Image location labeling entries:
----------
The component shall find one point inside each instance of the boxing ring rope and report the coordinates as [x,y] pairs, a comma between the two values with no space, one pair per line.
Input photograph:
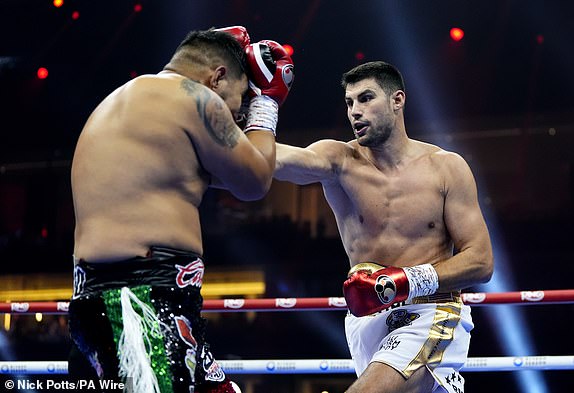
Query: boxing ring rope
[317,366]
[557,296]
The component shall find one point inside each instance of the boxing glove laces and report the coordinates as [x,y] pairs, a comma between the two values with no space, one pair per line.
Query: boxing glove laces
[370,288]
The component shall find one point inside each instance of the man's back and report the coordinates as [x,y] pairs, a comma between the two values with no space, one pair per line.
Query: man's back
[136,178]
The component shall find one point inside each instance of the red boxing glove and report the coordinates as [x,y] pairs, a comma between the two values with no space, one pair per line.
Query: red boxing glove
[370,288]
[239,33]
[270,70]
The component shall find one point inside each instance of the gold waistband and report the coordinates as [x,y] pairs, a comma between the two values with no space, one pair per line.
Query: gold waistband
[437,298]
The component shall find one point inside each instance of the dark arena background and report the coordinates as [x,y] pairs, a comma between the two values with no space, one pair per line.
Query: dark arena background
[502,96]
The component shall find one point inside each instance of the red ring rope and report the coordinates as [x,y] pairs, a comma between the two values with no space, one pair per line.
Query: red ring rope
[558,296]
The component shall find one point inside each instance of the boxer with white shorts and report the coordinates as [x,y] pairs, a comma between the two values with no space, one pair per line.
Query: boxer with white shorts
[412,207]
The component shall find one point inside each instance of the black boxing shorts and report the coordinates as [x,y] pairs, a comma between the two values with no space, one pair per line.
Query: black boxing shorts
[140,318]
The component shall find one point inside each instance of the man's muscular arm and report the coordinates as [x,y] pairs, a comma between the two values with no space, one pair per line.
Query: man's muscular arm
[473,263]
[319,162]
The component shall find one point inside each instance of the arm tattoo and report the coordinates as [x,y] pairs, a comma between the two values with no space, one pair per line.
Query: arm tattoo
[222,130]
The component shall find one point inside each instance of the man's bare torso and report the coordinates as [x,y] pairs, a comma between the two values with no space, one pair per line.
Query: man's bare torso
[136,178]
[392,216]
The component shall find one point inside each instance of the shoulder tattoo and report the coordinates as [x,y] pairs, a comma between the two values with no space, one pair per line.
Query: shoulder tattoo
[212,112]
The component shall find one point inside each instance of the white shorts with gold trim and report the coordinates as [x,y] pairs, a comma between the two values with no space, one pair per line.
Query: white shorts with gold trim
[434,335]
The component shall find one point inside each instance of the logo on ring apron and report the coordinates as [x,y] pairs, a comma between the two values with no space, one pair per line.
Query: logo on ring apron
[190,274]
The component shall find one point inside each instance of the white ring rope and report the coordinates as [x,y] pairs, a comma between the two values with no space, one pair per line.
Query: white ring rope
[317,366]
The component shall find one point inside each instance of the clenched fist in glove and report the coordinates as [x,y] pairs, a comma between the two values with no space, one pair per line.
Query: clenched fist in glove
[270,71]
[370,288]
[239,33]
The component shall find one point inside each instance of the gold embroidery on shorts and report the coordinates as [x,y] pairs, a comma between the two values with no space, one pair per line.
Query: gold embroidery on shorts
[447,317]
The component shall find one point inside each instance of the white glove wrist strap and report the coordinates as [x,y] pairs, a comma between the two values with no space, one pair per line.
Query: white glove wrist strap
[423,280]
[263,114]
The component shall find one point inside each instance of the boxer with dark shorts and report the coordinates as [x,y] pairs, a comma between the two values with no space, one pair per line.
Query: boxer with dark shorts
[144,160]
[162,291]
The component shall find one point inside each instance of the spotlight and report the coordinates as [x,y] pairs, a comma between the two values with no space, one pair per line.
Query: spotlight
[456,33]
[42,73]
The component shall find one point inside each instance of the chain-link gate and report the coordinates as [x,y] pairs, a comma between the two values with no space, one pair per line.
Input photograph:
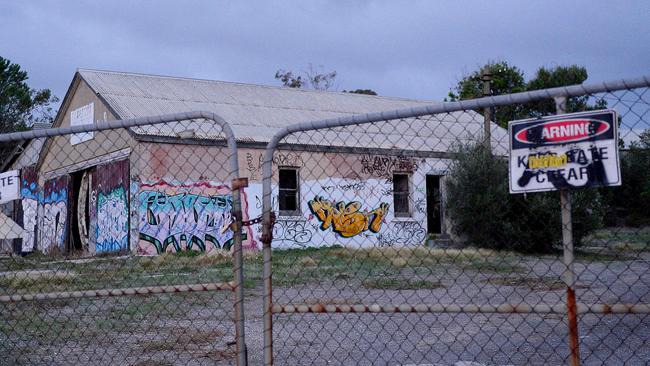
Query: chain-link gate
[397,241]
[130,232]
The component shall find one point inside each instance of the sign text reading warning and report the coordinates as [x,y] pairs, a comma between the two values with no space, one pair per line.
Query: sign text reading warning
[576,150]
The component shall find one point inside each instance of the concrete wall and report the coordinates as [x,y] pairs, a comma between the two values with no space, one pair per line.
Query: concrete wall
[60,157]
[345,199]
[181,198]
----------
Each line from the one containing "of the sign" to the end of the listing above should be copied exactly, and nothing else.

The component shall find one point inside each instance of the sign text reading warning and report the coordinates as [x,y] pairs, a comma between the two values with no space, one pair per line.
Query: sign text reading warning
[576,150]
The component shall find one point inside each instance of the concrete wall and report the coordinates as [x,y] pairs, a comma between the two values with no space, one pair per line.
Query: concrete wall
[60,157]
[345,199]
[181,198]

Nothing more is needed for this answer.